_Work instructions_
Compute how many lines below contain the word "horse" and respond with that number only.
━━━ Records shown ━━━
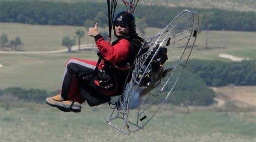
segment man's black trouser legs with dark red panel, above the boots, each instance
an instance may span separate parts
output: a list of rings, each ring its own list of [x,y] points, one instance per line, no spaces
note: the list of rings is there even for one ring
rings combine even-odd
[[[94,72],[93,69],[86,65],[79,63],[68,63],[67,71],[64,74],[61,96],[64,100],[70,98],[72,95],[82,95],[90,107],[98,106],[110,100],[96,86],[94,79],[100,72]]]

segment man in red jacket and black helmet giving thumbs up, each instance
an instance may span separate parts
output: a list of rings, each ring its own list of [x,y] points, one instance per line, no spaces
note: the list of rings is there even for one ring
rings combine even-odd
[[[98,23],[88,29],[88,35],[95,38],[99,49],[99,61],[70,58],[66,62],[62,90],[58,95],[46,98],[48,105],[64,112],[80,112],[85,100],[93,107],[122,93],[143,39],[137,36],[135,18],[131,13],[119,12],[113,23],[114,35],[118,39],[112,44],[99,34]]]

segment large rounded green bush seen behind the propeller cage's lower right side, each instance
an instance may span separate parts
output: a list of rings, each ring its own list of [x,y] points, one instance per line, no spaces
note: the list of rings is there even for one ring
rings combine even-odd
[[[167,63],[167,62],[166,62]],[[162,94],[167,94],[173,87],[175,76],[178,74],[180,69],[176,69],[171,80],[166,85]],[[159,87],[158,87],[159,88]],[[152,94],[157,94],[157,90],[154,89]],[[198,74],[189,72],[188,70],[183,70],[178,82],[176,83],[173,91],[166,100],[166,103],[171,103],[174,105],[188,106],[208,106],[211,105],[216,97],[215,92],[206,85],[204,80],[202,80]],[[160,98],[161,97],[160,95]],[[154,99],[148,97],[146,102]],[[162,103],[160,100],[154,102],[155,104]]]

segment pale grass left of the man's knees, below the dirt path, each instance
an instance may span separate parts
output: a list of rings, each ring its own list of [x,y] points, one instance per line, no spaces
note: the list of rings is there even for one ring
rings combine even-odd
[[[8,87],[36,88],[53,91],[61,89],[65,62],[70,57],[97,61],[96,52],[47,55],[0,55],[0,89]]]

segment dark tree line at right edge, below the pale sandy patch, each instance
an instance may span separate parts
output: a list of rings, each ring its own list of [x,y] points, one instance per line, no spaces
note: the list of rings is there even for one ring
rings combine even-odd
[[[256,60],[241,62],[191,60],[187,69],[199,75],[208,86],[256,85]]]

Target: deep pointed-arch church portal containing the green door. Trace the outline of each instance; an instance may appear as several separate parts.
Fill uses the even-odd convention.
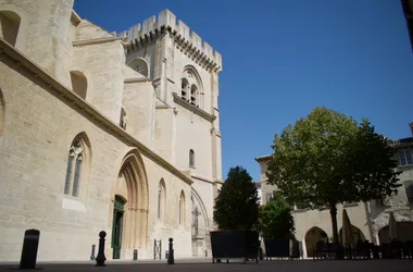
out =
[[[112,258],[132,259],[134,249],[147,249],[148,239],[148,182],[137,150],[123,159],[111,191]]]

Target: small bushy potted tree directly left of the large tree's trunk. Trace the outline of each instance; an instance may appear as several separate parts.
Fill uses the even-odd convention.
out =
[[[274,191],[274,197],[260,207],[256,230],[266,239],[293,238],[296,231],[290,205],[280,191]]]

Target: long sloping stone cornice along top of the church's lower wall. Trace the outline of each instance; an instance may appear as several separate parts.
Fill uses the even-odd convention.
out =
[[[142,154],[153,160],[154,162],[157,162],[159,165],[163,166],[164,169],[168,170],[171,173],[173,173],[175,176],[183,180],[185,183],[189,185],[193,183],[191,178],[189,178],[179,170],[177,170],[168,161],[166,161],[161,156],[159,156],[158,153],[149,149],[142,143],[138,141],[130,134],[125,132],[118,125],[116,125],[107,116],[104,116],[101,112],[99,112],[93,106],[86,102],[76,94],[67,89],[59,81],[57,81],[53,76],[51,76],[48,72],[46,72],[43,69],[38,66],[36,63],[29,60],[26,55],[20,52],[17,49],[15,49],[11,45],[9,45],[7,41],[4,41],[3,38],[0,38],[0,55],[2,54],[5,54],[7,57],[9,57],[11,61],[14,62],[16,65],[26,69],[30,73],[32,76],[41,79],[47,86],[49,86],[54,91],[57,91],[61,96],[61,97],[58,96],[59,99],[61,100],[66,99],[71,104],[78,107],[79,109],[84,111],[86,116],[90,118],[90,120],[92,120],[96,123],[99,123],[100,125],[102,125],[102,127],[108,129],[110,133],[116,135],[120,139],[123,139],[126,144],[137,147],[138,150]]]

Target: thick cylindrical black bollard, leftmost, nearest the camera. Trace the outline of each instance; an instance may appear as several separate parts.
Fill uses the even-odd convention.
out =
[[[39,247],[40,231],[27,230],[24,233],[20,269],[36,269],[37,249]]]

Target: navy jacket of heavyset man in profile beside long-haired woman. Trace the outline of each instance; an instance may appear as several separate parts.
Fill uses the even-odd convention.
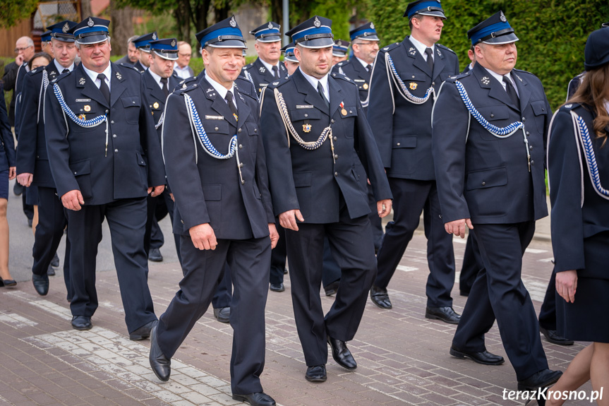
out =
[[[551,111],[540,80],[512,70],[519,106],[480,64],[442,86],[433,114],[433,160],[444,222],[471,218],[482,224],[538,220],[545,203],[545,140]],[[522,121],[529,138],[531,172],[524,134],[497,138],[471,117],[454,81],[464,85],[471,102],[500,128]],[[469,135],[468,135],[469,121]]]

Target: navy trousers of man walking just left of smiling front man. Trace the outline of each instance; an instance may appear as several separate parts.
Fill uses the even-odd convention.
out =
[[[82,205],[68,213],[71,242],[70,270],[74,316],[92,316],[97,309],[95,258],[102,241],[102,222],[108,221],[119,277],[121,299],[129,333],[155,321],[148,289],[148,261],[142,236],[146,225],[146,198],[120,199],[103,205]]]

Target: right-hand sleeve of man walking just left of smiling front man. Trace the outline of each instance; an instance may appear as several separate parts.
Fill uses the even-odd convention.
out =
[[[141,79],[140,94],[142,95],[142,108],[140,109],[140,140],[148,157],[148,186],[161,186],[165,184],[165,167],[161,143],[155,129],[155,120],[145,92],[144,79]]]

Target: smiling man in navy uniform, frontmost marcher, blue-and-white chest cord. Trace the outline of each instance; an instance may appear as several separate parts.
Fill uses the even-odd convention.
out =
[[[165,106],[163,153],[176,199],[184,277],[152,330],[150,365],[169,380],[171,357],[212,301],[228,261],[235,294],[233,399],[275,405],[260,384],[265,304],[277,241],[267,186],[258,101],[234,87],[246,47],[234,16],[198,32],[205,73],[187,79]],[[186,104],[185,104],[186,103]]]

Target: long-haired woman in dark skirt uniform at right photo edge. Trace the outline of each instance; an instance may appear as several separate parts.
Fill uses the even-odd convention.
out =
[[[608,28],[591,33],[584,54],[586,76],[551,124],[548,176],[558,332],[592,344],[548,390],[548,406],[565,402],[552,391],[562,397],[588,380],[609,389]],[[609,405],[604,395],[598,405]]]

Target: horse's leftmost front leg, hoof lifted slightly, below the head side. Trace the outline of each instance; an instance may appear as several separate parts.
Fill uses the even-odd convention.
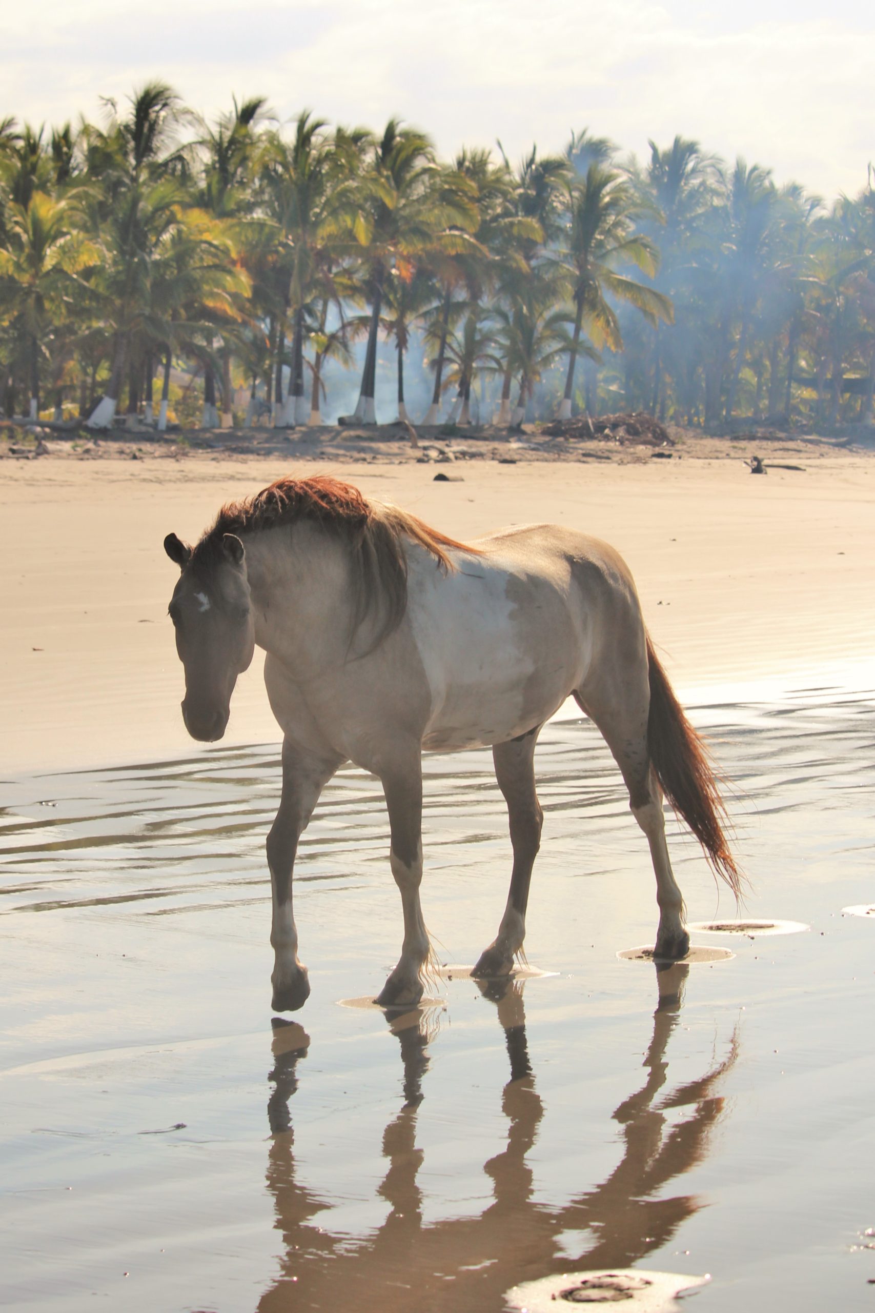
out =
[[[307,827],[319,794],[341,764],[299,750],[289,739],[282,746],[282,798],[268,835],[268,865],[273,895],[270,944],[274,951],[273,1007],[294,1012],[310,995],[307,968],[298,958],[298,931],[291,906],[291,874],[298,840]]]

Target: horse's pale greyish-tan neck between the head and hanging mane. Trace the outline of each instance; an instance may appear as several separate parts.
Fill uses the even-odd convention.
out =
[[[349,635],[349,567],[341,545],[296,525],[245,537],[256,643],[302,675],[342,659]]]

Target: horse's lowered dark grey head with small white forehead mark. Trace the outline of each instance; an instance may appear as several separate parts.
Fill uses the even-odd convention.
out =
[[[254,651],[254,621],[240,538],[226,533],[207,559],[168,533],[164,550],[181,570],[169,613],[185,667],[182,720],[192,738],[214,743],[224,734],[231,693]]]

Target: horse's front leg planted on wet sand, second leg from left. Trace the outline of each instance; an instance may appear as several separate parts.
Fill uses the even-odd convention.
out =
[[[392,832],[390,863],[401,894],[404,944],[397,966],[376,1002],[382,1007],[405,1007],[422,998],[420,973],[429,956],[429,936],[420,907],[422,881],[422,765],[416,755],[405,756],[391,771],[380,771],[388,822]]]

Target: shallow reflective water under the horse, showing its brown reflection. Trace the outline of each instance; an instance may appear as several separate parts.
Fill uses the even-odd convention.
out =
━━━
_Output of the exercise_
5